### Problem statement
Reproduce all of the material below word for word, without the pictures.

Rows from a pointing dataset:
--------

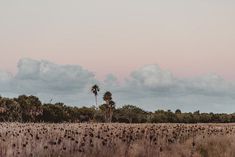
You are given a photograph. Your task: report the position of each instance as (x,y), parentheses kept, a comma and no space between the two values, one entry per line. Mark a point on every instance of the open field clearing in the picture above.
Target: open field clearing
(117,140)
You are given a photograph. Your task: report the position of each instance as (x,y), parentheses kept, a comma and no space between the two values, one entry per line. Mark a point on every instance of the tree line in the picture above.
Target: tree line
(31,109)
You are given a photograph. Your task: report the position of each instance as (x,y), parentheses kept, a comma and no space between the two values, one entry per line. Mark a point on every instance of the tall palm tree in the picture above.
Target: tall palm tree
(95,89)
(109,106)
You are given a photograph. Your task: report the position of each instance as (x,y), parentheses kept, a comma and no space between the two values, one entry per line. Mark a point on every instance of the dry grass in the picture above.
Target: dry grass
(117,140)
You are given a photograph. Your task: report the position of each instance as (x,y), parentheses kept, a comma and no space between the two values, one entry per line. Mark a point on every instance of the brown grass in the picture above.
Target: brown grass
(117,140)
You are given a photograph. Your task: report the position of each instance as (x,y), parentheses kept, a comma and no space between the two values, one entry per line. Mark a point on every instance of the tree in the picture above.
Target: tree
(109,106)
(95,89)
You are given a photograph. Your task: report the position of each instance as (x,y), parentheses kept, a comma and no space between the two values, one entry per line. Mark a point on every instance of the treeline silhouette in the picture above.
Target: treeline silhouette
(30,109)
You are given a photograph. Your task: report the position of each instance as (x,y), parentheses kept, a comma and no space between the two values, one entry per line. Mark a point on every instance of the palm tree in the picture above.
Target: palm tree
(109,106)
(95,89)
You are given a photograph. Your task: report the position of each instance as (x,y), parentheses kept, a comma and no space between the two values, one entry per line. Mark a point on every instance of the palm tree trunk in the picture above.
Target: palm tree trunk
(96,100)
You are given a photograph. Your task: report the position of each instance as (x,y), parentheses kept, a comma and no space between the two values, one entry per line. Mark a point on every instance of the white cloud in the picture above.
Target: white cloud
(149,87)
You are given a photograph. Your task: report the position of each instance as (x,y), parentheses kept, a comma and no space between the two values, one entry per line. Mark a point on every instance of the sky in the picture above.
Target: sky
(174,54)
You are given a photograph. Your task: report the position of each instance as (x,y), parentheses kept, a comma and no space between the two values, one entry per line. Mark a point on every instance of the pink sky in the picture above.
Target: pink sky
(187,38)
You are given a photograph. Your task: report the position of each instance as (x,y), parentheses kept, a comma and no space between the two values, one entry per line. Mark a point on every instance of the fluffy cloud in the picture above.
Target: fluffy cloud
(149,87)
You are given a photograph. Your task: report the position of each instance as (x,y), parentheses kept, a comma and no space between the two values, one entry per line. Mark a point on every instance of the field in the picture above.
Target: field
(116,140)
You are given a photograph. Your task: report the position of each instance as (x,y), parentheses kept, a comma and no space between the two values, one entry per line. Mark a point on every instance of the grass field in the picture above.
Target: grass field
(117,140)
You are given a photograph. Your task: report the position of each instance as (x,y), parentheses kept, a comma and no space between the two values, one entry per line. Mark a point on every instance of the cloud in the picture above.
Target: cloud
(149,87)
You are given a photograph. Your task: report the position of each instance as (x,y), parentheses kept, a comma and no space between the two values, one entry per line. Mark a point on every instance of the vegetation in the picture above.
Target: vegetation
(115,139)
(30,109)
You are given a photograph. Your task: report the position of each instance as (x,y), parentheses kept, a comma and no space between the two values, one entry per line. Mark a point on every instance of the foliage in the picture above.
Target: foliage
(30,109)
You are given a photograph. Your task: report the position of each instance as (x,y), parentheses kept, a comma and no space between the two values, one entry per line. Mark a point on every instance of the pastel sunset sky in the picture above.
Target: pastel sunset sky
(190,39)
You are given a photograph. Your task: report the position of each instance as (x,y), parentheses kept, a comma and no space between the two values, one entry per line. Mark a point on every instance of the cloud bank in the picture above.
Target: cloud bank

--------

### Reply
You are given a photograph. Your task: report the position of each instance as (x,y), parentheses kept, a comma and no space between the two values, one entry per line. Mark a point on every instance of the open field clearing in the picture above.
Target: open field clearing
(117,140)
You are given a photograph. Your task: report the position of each instance as (x,y), parentheses kept, a comma and no space between the two values, one entry per line. Mark a point on every instance of the tree line in the picture above.
Target: tree line
(31,109)
You are given a photograph. Your task: report the position of each instance as (x,y), parentheses kept, a comma and no space between the two values, one entry per line. Mark a point on every instance of the tall palm tree in the picture above.
Target: tall palm tree
(95,89)
(109,106)
You are given a photograph. Your task: report the position of each instance as (x,y), parentheses kept, a comma and no space between the two values, one entry per line. Mark a point on every instance of the dry grass in the picture above.
Target: dry grass
(117,140)
You are given a photograph. Your task: report the position of each instance as (x,y), parentheses kept, a comma and no space between the two values, one entry per line. Mark a point on every instance of the brown grass in the picture above.
Target: brown grass
(117,140)
You are given a photograph. Your task: report the position of each instance as (x,y), parentheses kept, a comma and no space between the two values, one entry per line. Mark a point on every instance of the tree in the picture above.
Target: tree
(109,106)
(95,89)
You are given a photograph. Your task: report the position of each instance as (x,y), parentheses kept, a comma and no space between the two values, one entry per line. Mark a point on every instance of the treeline silhouette in the picture above.
Target: treeline silhouette
(30,109)
You are given a photograph. Your task: report the position of each instance as (x,y), parentheses kept, a comma and no space between the two values, one entry per line. Mark a point on every instance of the palm tree in the picture above.
Target: palm tree
(109,106)
(95,89)
You are given a photograph. Your task: report the position of each instance as (x,y), parentheses kept, a comma and no space between the two values, one entry per line. Mark a point on every instance of the palm tree trunk in the picture above.
Target: palm tree trunk
(96,100)
You are given a photograph. Your task: report the position of each instance as (x,y), parentheses kept, a comma and no space between the two values, one entry per line. Mark a point on every instance of the white cloud in the picture above.
Target: white cloud
(149,87)
You are given a photograph. Your task: report the position of each instance as (x,y), parentheses kept, a comma and no space between the two values, one entry per line. Mark a point on every instance of the sky in the picture above.
Target: sky
(174,54)
You are given a photograph. Your task: report the position of each instance as (x,y), parentheses kept, a comma and no space between the two values, one entry per line. Mark a point on every instance of the pink sky in the picture above.
Target: pink sky
(187,38)
You are given a photograph. Your task: report the position of each instance as (x,y), parentheses kept, a comma and no space between the two values, one entry per line. Mark a point on every instance of the fluffy cloud in the picture above.
Target: fluffy cloud
(149,87)
You are given a photograph. Your task: report the position of each instance as (x,y), parentheses kept, a comma and no space between the two values, one entry per line. Mark a point on every instance of the field in the picture above.
Target: field
(116,140)
You are given a photograph. Your task: report the position of each instance as (x,y), parentheses kept, a comma and no space between the two values, one entry per line. Mark a point on every instance of the grass field in the picture above.
Target: grass field
(117,140)
You are given a photograph. Your task: report the position of each instance as (x,y), parentheses kept, a comma and no space between the two values, one entry per line. Mark a point on every instance of the cloud in the picture above.
Target: cloud
(149,87)
You are given a photograph. Your task: report the position of each instance as (x,y), parentheses kept, a comma and no space between the two values, one entry per line. Mark a point on every instance of the vegetation in the picture above.
Target: vegetation
(115,139)
(30,109)
You are given a photograph. Your task: report the position of each instance as (x,y), parentheses kept, a comma and no space between the two values, one entry per line. Mark a point on every instance of the foliage in the picture above.
Target: foliage
(30,109)
You are given a photograph. Your task: report the position of each instance as (x,y), parentheses kept, a comma and no space between the two values, one entry per line. Mark a point on every instance of the pastel sunset sky in the picture above.
Target: pastel sunset sky
(190,39)
You are given a photograph. Your task: report the position of each instance as (x,y), parentheses kept, a comma and no space between the two values, one entry per line. Mark a point on every instance of the cloud bank in the picture above.
Target: cloud bank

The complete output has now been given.